▶ _ACTIVITY_:
Apart from any images, the entries are to be output exactly.

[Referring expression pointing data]
|---|

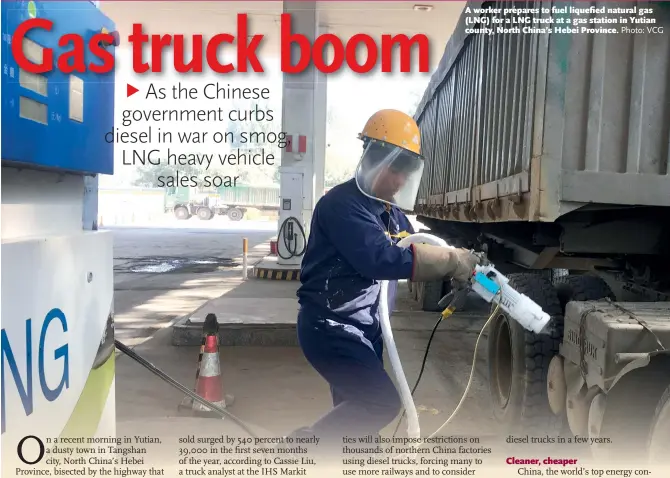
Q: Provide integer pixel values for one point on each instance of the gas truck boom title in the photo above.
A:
(205, 53)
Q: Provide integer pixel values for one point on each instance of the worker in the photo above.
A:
(348, 253)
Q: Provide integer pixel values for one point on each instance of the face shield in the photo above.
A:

|---|

▶ _RESPONSE TO THIS TASK_:
Q: Provide integer pixel values for one point on each instance of the gas truck boom title in the photo above.
A:
(205, 53)
Q: Provide integer pixel values for one point on each instance of the worker in the photo above.
A:
(348, 253)
Q: Provide integer pixel values for one point on each instance of the face shield in the photo above.
A:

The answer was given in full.